> WHAT IS REQUIRED: Work out how many lines of the data contain the word "wall", treating uppercase and lowercase as distinct. Give only the number.

——————————

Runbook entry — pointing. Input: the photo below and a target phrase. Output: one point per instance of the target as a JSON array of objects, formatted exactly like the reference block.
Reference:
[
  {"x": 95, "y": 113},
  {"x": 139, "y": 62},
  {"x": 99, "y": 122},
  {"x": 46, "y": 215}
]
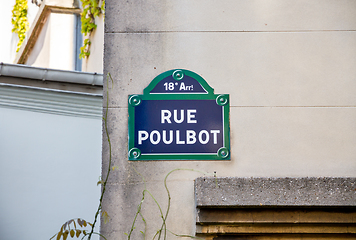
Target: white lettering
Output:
[
  {"x": 158, "y": 138},
  {"x": 176, "y": 117},
  {"x": 166, "y": 115},
  {"x": 142, "y": 136},
  {"x": 170, "y": 137},
  {"x": 190, "y": 116},
  {"x": 191, "y": 139},
  {"x": 182, "y": 86},
  {"x": 178, "y": 138},
  {"x": 215, "y": 135},
  {"x": 201, "y": 137}
]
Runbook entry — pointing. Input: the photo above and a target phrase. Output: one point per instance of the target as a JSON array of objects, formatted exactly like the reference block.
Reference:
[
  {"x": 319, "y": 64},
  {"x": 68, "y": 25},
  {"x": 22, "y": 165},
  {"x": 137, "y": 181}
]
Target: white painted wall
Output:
[
  {"x": 49, "y": 167},
  {"x": 55, "y": 46},
  {"x": 8, "y": 40}
]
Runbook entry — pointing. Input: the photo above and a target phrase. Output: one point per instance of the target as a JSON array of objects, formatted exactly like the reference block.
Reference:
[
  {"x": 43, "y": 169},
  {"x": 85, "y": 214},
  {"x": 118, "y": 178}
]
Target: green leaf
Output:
[
  {"x": 59, "y": 234},
  {"x": 80, "y": 222},
  {"x": 72, "y": 233},
  {"x": 65, "y": 235}
]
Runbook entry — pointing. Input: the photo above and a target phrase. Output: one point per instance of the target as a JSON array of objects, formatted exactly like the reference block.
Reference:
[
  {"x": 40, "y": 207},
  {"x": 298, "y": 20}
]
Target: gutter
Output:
[{"x": 47, "y": 74}]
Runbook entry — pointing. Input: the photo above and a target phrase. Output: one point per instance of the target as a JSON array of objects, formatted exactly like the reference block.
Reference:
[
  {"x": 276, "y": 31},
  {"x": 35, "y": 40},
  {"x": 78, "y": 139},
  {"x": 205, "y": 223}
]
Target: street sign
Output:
[{"x": 179, "y": 117}]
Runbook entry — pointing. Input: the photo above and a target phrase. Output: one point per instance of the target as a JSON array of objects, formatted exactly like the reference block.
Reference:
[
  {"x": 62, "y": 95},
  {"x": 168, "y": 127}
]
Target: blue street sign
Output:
[{"x": 179, "y": 118}]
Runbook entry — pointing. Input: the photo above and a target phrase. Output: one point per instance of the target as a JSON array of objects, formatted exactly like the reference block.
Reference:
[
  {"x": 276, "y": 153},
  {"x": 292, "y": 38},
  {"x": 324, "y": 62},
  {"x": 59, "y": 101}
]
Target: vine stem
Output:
[{"x": 110, "y": 155}]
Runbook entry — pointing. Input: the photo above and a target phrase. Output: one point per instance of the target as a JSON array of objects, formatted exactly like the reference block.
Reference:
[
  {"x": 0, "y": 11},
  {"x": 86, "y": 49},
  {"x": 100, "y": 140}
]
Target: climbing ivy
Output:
[
  {"x": 19, "y": 21},
  {"x": 91, "y": 9}
]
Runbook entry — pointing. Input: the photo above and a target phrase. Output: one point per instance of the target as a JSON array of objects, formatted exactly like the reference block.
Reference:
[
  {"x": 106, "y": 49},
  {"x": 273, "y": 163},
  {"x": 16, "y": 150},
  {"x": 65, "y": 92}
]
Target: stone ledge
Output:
[{"x": 279, "y": 192}]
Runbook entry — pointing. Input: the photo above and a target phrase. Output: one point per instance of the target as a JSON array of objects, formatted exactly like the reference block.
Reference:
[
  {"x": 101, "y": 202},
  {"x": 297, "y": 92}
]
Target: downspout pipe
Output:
[{"x": 47, "y": 74}]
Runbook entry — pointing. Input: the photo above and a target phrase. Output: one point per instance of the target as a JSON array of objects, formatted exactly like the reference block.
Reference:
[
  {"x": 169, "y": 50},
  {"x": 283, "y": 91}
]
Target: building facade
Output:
[{"x": 288, "y": 67}]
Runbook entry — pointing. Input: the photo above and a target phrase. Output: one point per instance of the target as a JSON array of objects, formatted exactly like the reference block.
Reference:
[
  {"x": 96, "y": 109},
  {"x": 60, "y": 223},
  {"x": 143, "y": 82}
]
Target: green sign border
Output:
[{"x": 223, "y": 100}]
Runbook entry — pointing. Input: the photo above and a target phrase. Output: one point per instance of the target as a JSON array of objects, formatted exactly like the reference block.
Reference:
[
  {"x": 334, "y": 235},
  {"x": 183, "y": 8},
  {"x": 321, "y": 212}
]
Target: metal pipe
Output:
[{"x": 47, "y": 74}]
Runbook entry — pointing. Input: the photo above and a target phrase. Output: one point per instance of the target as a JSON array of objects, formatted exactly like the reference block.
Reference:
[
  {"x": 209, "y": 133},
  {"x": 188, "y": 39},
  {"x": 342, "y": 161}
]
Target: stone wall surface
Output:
[{"x": 289, "y": 67}]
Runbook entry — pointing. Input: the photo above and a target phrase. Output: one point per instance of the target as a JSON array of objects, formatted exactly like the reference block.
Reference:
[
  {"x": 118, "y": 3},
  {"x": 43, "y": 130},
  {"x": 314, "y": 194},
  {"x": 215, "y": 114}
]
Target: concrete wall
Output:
[{"x": 289, "y": 67}]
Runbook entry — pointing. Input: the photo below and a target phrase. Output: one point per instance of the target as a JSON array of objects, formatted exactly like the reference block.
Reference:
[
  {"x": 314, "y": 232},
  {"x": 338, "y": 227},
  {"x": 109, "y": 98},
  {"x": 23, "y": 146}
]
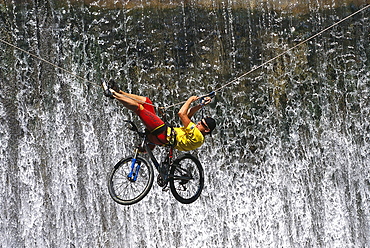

——————————

> SOLVED PROBLEM: 3